▶ _Passage to read_:

Or the art of becoming a disciplined translator and your own best boss


The Interwebs are full of memes and caricatures about translators who still have a deadline even if the end of the world is already unfolding. If you are a translator, a translator’s partner, family member, or best friend, you will know this is true. You already see the image of your friend in pijama, with tired eyes, crouched over the keyboard that has naturally become an extension of their hands.

While it’s easy to joke about the situation, we know that as translators, our lives are on the brink of becoming hectic every second. Some days we can just sleep in, wake up and actually choose what we would like to do as there are no deadlines. On some other days, we can’t even remember when we last ate. When it rains, it pours, right?

This is why we need to do our best to keep ourselves healthy, keep our partners from running away and just have a happy life-work balance. Easy to say, I know…

In 15 years of translating, I have learned it the hard way. And still am. So far, these are things that proved to be useful and kept me more or less sane in the whole process:

  1. Routine
    Yes, even if hard to think it can be embedded with 4 deadlines in less than 24 hours, routine keeps us sane. It also shelters us from insomnia. Sticking to a ritual of 3-4 small things we love doing every day will keep us connected to our personal life, even if work is taking over. It can be anything from a walk or run in the morning, to meditating in the evening before falling asleep, a cup of tea on a (mandatory) break.
  2. Take breaks!
    One of the biggest traps I have fallen into (and still do sometimes) was not taking breaks. Just charging from one project to the other one like an automated conveyor belt. While that is sustainable short term, in the long run our body decides to protest. And that makes working counterproductive, when we need to spend our money on medical consults, drugs, etc.
  3. Learn to say No!
    The hardest thing I have ever done in my work was to say No to a project. The fear of losing clients, thinking that there are other translators waiting just around the corner made me say Yes to virtually all projects I was being offered. Until I realized that not only could I not sustain a maximum quality level for my work, but my health started to deteriorate beyond an acceptability point. So, I slowly started to better communicate with my clients, asking for a deadline extension for a new project, explaining I have already got ongoing work, or kindly explaining that I would be available in 2 days. So far, they are still providing me with projects. So it must have worked.
  4. Be your best boss!
    All people who have a job take holidays. My worst record was almost 8 years without a proper fully disconnected vacation. That is a lot! Unacceptable probably, some might say. And I agree. We need to learn to take a day off, sick days if needed, or just a slow day where we decide to work much less than our usual rhythm, to allow a bit of decompression for our precious body and mind. We only have one of each, so they should our best investment!
  5. Separate, separate, separate
    For years, I struggled with separating my work environment from my personal space and life. As freelancers, we have a lot of freedom, and interlacing family time, cooking, or planning our next weekend trip with our work is a big temptation. While, most of the time that can be an advantage, working from bed or a desk in the bedroom, interrupting our workflow every 10 minutes due to distractions are safe ways to bring us on the brink of exhaustion and to decrease the quality of our work, as well as the quality of our personal life. So make sure you go to the public library for work if you don’t have a spare room in the house that can be your office, or clearly separate (even if just symbolically) the working time from your personal time.
  6. Take ‘No Screen’ time off
    Take up hobbies that happen outdoors, recharge from the sun, go for a walk, talk to people, socialize, take up social activities that force you to get away from your chair and the walls of your office. These will replenish your mind on a solid stash the good vibes and will keep you happy!

▶ _Available data_:
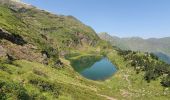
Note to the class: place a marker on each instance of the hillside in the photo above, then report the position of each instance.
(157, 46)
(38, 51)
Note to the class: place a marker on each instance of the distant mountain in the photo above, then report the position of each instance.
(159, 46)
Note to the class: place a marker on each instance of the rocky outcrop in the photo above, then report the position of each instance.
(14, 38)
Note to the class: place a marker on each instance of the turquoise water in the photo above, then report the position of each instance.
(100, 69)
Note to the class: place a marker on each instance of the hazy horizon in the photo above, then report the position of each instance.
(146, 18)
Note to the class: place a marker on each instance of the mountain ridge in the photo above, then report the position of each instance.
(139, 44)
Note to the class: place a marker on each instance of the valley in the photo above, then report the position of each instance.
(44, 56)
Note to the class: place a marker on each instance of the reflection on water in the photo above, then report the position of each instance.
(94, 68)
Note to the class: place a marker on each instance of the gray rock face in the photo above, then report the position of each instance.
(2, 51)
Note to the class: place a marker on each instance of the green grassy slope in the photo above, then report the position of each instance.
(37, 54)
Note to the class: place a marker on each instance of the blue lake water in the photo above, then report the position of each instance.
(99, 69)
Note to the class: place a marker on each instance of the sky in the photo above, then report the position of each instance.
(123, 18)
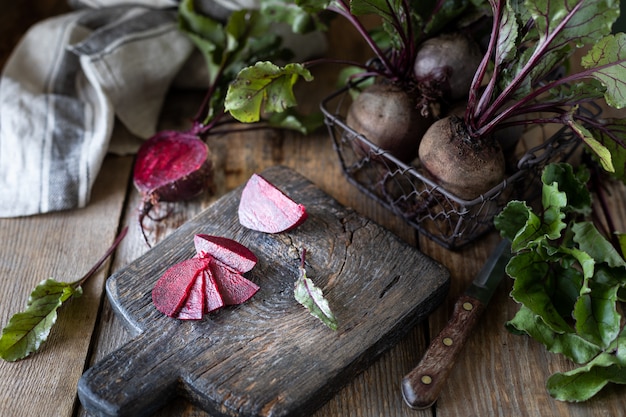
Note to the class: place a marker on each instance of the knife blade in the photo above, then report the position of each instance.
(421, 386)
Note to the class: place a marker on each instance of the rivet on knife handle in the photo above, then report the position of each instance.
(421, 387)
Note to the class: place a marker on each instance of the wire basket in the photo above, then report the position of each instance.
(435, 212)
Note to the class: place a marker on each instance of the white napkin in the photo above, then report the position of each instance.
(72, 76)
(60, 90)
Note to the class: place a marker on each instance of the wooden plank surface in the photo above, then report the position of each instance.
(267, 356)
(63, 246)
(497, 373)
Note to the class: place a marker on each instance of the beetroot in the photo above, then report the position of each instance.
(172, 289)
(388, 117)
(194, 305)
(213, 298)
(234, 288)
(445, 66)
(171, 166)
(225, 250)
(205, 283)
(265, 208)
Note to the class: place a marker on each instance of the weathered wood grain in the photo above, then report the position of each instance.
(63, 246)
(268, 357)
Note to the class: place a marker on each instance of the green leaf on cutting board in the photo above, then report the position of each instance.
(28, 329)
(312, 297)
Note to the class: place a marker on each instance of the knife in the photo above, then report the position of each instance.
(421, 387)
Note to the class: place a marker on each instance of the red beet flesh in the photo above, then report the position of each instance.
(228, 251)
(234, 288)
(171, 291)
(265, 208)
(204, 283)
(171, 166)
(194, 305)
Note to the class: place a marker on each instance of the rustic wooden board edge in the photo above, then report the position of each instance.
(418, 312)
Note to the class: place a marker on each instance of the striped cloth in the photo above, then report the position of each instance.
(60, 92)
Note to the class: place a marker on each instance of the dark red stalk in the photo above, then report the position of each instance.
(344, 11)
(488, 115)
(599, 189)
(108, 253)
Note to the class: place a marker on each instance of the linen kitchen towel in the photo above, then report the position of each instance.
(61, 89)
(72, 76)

▶ _Task to complete_:
Repeat the article on balancing translation work and personal life, starting with "4. Be your best" and going on through "our best investment!", with "holidays" replaced by "vacations".

▶ _Answer section_:
4. Be your best boss!
    All people who have a job take vacations. My worst record was almost 8 years without a proper fully disconnected vacation. That is a lot! Unacceptable probably, some might say. And I agree. We need to learn to take a day off, sick days if needed, or just a slow day where we decide to work much less than our usual rhythm, to allow a bit of decompression for our precious body and mind. We only have one of each, so they should our best investment!